→ A FAZER
[A] Responda, com base no texto apresentado:
(i) Qual turma do Superior Tribunal de Justiça concedeu parcialmente a ordem em Habeas Corpus?
(ii) Que nome o homem deu aos policiais ao ser abordado?
(iii) Onde o homem acabou sendo encontrado?
[B] Transcreva do texto apresentado o trecho que vai de "Ingresso em domicílio" a "busca pelo próprio.".
#### TEXTO APRESENTADO
Pular para o conteúdo principal

Ingresso em domicílio para efetuar prisão não permite busca por drogas e armas

Admitir a entrada na residência especificamente para efetuar uma prisão não significa conceder um salvo-conduto para que todo o seu interior seja vasculhado indistintamente, em verdadeira pescaria probatória (fishing expedition).

Com esse entendimento, a 6ª Turma do Superior Tribunal de Justiça concedeu parcialmente a ordem em Habeas Corpus para absolver um homem preso por tráfico de drogas e porte ilegal de arma, devido ao reconhecimento da ilicitude das provas obtidas pela polícia.

A apreensão de porção de maconha, munição e arma de fogo se deu após a polícia invadir e revistar dois imóveis do réu, na busca pelo próprio.

Essa busca foi motivada por uma coincidência. O homem foi abordado por policiais e, por ser alvo de processos criminais em andamento, deu o nome do irmão, sem saber que contra ele havia um mandado de prisão expedido. Ao perceber que seria preso, fugiu para local desconhecido.

Para cumprir o mandado, os policiais entraram na residência do acusado, mesmo sem saber se ele ali se escondia. Fizeram revista minuciosa e encontraram munição e drogas. Depois, foram informados pela mulher do suspeito que haveria uma arma de fogo guardada em outro endereço, na zona rural.

Todo esse material levou à prisão em flagrante do homem, que por fim foi encontrado escondido em um cemitério. Ele teve a prisão convertida em preventiva.
########
#### MATERIAL COLETADO
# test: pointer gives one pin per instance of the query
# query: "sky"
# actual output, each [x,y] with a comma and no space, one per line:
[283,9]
########
→ RESPOSTAS POR TAREFA
[A]
(i) A 6ª Turma.
(ii) O nome do irmão.
(iii) Escondido em um cemitério.

[B]
Ingresso em domicílio para efetuar prisão não permite busca por drogas e armas

Admitir a entrada na residência especificamente para efetuar uma prisão não significa conceder um salvo-conduto para que todo o seu interior seja vasculhado indistintamente, em verdadeira pescaria probatória (fishing expedition).

Com esse entendimento, a 6ª Turma do Superior Tribunal de Justiça concedeu parcialmente a ordem em Habeas Corpus para absolver um homem preso por tráfico de drogas e porte ilegal de arma, devido ao reconhecimento da ilicitude das provas obtidas pela polícia.

A apreensão de porção de maconha, munição e arma de fogo se deu após a polícia invadir e revistar dois imóveis do réu, na busca pelo próprio.